→ Document
◆ ◆ ◆ ◆ ◆

# Explore the dataset


In this notebook, we will perform an EDA (Exploratory Data Analysis) on the processed Waymo dataset (data in the `processed` folder). In the first part, you will create a function to display 

In [None]:
from utils import get_dataset
import matplotlib.pyplot as plt
import matplotlib.patches as patches
import numpy as np
from PIL import Image, ImageOps


%matplotlib inline

In [None]:
dataset = get_dataset("/app/project/data/waymo/training_and_validation/*.tfrecord")


## Write a function to display an image and the bounding boxes

Implement the `display_instances` function below. This function takes a batch as an input and display an image with its corresponding bounding boxes. The only requirement is that the classes should be color coded (eg, vehicles in red, pedestrians in blue, cyclist in green).

In [None]:
def display_instances(batch):
    """
    This function takes a batch from the dataset and display the image with 
    the associated bounding boxes.
    """
    color_coding = {
            1 : "red", # Vehicles
            2 : "blue", # Pedestrians
            4 : "green" # Cyclists
        }
    fig, ax = plt.subplots(1, figsize=(20, 15))   
    
    img = batch['image'].numpy()
    ax.imshow(img)

    img_width, img_height, _ = img.shape
    
    for i, box in enumerate(batch['groundtruth_boxes']):
            x1 = box[0] * img_width
            y1 = box[1] * img_height
            x2 = box[2] * img_width
            y2 = box[3] * img_height
            height = x2 - x1
            width = y2 - y1
            
            color = color_coding[batch['groundtruth_classes'].numpy()[i]]
            
            rect = patches.Rectangle((y1,x1), width, height, linewidth=1, edgecolor=color, facecolor="none")

◆ ◆ ◆ ◆ ◆

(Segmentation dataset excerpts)

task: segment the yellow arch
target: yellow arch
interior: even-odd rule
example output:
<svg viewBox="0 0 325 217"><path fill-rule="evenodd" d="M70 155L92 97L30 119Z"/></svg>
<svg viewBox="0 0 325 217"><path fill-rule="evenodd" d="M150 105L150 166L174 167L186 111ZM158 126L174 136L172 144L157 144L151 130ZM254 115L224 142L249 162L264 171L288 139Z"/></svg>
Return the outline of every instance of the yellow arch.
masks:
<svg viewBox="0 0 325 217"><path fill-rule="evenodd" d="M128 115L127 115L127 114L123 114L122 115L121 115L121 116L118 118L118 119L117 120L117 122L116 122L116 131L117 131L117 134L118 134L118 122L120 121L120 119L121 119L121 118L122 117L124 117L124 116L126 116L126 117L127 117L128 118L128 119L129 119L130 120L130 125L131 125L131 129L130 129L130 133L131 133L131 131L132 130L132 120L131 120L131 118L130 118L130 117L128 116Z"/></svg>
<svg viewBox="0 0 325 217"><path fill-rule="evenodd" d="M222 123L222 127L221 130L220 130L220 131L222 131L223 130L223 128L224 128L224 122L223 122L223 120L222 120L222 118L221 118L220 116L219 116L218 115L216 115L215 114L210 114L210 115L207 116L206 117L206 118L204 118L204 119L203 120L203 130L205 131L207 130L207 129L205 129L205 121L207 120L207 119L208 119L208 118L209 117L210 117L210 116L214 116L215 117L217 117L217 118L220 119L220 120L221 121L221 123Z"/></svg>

◆ ◆ ◆ ◆ ◆

→ Parts of the exercise
1) In the notebook on exploring the Waymo dataset, which color does the color coding give to pedestrians?
2) Update the entries by changing every "yellow arch" to "orange arch" and keeping all else the same.
The notebook and the entries have no connection to each other.

→ Task results
1) Blue.

2)
task: segment the orange arch
target: orange arch
interior: even-odd rule
example output:
<svg viewBox="0 0 325 217"><path fill-rule="evenodd" d="M70 155L92 97L30 119Z"/></svg>
<svg viewBox="0 0 325 217"><path fill-rule="evenodd" d="M150 105L150 166L174 167L186 111ZM158 126L174 136L172 144L157 144L151 130ZM254 115L224 142L249 162L264 171L288 139Z"/></svg>
Return the outline of every instance of the orange arch.
masks:
<svg viewBox="0 0 325 217"><path fill-rule="evenodd" d="M128 115L127 115L127 114L123 114L122 115L121 115L121 116L118 118L118 119L117 120L117 122L116 122L116 131L117 131L117 134L118 134L118 122L120 121L120 119L121 119L121 118L122 117L124 117L124 116L126 116L126 117L127 117L128 118L128 119L129 119L130 120L130 125L131 125L131 129L130 129L130 133L131 133L131 131L132 130L132 120L131 120L131 118L130 118L130 117L128 116Z"/></svg>
<svg viewBox="0 0 325 217"><path fill-rule="evenodd" d="M222 123L222 127L221 130L220 130L220 131L222 131L223 130L223 128L224 128L224 122L223 122L223 120L222 120L222 118L221 118L220 116L219 116L218 115L216 115L215 114L210 114L210 115L207 116L206 117L206 118L204 118L204 119L203 120L203 130L205 131L207 130L207 129L205 129L205 121L207 120L207 119L208 119L208 118L209 117L210 117L210 116L214 116L215 117L217 117L217 118L220 119L220 120L221 121L221 123Z"/></svg>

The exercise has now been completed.